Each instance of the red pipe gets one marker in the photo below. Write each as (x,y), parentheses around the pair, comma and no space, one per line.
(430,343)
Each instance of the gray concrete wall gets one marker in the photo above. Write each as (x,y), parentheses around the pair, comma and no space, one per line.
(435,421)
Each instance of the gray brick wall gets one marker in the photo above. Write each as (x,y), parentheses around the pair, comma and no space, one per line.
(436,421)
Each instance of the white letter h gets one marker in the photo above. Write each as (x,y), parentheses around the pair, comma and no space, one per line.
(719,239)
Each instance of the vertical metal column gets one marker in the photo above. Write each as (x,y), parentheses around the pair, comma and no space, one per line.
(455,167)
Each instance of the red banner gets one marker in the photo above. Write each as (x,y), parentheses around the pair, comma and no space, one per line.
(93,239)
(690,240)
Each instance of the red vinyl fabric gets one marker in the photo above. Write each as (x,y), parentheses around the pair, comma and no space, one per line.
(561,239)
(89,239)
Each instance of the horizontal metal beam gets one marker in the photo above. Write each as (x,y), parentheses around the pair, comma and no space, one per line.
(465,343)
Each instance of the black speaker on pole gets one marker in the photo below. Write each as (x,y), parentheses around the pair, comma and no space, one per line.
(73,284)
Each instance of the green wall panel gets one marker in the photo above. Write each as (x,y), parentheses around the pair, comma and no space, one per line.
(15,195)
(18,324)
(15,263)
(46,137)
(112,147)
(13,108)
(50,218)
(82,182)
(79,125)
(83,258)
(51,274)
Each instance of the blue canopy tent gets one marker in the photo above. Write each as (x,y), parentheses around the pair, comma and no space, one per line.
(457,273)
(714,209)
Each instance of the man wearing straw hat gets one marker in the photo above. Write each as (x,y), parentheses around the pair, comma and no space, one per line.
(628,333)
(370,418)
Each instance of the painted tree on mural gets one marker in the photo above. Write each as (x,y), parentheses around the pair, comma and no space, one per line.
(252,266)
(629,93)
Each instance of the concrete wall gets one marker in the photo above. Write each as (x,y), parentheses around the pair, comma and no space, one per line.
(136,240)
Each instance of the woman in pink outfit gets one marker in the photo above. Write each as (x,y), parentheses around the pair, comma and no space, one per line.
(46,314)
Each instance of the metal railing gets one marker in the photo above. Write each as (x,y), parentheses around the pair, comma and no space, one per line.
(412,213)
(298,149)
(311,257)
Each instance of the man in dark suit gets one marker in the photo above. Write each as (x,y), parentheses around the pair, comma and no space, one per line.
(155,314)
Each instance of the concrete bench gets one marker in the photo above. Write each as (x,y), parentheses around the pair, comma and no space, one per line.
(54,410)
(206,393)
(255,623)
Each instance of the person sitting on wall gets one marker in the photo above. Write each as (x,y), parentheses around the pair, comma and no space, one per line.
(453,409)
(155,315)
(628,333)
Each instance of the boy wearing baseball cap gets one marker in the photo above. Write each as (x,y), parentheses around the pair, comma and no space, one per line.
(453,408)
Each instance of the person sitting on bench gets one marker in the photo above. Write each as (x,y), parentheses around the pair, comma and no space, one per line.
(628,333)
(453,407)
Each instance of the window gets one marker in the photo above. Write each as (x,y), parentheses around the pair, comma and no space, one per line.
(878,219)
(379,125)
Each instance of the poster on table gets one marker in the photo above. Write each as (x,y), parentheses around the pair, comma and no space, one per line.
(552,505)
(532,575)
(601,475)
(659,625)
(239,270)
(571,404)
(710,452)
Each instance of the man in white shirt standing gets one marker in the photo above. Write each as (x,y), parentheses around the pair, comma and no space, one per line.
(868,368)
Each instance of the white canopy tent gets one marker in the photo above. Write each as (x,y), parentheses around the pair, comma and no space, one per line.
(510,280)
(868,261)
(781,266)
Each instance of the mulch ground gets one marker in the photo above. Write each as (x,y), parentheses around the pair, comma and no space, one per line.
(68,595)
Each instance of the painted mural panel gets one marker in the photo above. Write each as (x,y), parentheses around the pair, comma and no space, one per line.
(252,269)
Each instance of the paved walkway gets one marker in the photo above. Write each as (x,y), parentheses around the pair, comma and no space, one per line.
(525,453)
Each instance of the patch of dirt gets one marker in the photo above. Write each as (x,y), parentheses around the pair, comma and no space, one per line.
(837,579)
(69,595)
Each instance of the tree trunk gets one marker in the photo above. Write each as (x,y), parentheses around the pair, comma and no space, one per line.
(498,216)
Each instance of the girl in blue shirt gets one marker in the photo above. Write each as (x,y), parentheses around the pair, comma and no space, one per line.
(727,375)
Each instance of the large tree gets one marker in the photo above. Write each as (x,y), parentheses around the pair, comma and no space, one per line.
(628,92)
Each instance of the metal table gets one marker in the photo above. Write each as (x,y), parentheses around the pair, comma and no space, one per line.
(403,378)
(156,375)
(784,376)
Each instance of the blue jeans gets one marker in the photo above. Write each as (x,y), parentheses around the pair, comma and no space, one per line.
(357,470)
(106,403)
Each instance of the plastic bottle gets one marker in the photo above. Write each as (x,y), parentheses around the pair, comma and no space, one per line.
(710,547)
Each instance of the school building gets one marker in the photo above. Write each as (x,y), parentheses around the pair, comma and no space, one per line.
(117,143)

+-------+

Repeat every line of the listing, word for word.

* **WRITTEN ANSWER**:
Each instance of the red pipe gets one marker in the photo below. Write each as (x,y), parentheses around the pair, comma and no space, one per line.
(430,343)
Each instance of the gray concrete wall gets one marker in the photo above. Write each as (x,y), parentheses around the pair, comma and no space, one per line.
(435,421)
Each instance of the gray brick wall gets one marker in the photo above. Write each as (x,y), parentheses around the pair, comma and no space, one per line.
(436,421)
Each instance of the white letter h gets one marker in the photo above. Write each as (x,y), parentheses around the pair, comma and no space, one per line.
(719,239)
Each instance of the vertical metal column gets one marker in the photo above. Write each as (x,y), parentheses around the pair, comma and no space, one per line.
(455,167)
Each instance of the red banner gets one marker in the photo above. Write each as (x,y), parentheses around the pair, comma and no space, one per line.
(93,239)
(690,240)
Each instance of the red vinyl fabric gets one marker in the photo above. Write each as (x,y), parentheses around the pair, comma and no space, one per line.
(561,239)
(89,239)
Each instance of the horizontal metal beam gets one marker in the photo above. Write each as (x,y), parentheses around the pair, comma and no space, one per line.
(465,343)
Each instance of the black speaker on pole gets one marker in the photo below. Write each as (x,y), parentheses around the pair, comma and no space, one per line.
(73,284)
Each instance of the green wall panel gets one marker in the photo above. Write each as (x,y), parentheses around the pair, comma and no space, one per line.
(15,195)
(18,324)
(15,263)
(46,137)
(112,147)
(13,108)
(50,218)
(82,182)
(79,125)
(83,258)
(51,274)
Each instance of the blue canopy tent gets one marker in the photo above. Write each as (x,y), parentheses around the pair, comma and no space, one per line.
(457,273)
(714,209)
Each instance of the man wearing straw hat gets one marker in the photo above. Write each as (x,y), parentheses around the pair, comma and no space, one per line.
(628,333)
(370,418)
Each instance of the painted tree on mural gets one marker in the photo above. Write each as (x,y), parentheses around the pair, comma and no space, one per line.
(252,266)
(629,93)
Each instance of the concrete wall gets one marker in the photo above. Write each as (x,y), parentheses around the pair, comma and no space, one per line.
(136,240)
Each instance of the woman in pink outfit gets one marker in the photo above. Write each as (x,y), parentheses around the pair, comma and no space, one per line.
(46,314)
Each instance of the metal railing gets one marker in the photo above. Write each as (x,y), parentheses around the pair, comma and no space, one per line.
(412,213)
(298,149)
(311,257)
Each instance of the man in dark suit gets one marker in the photo above. Write each as (x,y), parentheses around the pair, comma and no space, one per line.
(155,314)
Each instance of the concrete bench gets one marker in the photo above. Write each as (x,y), parentheses around the pair, comma and no space, one per line.
(54,410)
(206,393)
(255,623)
Each instance of the person sitting on wall gets one marker in the photo above. Write each as (x,y), parentheses around the pair, comma and no space, one per line.
(453,409)
(155,315)
(628,333)
Each instance of the boy wearing baseball cap gets one marker in the photo above. Write each as (x,y), parentheses around the pair, comma and no space, one per line.
(453,408)
Each instance of the person sitting on bench gets one marker in the photo above. Write each as (x,y), parentheses around the pair, comma and no space, one per line.
(628,333)
(453,407)
Each instance of the window gets one marker in the photo above. Write each as (x,y), parentheses around the pair, comma and no space, one per line.
(878,219)
(379,125)
Each instance of the poster on table gets one marker in the photo above. Write each as (x,y), parentheses around the pair, comma and no space, one per line.
(552,505)
(532,575)
(601,475)
(659,625)
(239,270)
(571,404)
(710,452)
Each instance of the man in white shirt standing gets one marker in the photo above. Write each as (x,y), parentheses around the pair, comma and no space, one per line.
(868,368)
Each instance of the white canopy tent gets one marker in the photo above. Write each as (x,y), parentheses around the pair, comma and no space, one per line.
(510,280)
(868,261)
(781,266)
Each instance of the mulch ground gets one marker in the photo above. Write each as (x,y), parentheses around the pair, comma and no space, one per line.
(68,595)
Each instance of the painted mural panel gets one marker in the photo above. Write each as (x,y), parentheses around the pair, comma and no space, one per line.
(252,269)
Each instance of the paved walkway gets one marker in the photo above. Write each as (x,y), parentheses around the pair, comma and no space, one per line.
(525,453)
Each instance of the patch of dirt gets one marker in the photo above. Write each as (x,y), parentheses around the pair, comma and no space, one per line.
(837,579)
(69,595)
Each instance of the tree trunk gets one marker in the photo above. Write each as (x,y), parentheses around the pair, comma and no space, one per line.
(498,216)
Each instance of the girl in blue shirt gets one marker in the photo above. Write each as (x,y), parentheses around the pair, comma and no space, one per line.
(727,375)
Each instance of the large tree gets one marker in the photo above. Write each as (x,y), parentheses around the pair, comma and no space, one per line.
(628,92)
Each instance of the metal table gets one marker in the photo above. Write each as (x,y), parentheses around the pair, comma and no space, one per line.
(403,378)
(156,375)
(784,376)
Each instance of the blue jeans gets one marker in the photo above. Write each as (x,y), parentheses around the pair, comma and no space, one per line.
(357,470)
(106,403)
Each instance of the plastic bottle gets one marker in the photo above. Write each as (x,y), parentheses around the pair, comma and no space, one per line.
(710,547)
Each instance of the school building gets one marker in the photo above. Write each as (x,y), parentheses around the pair, comma and no space, one per line.
(117,143)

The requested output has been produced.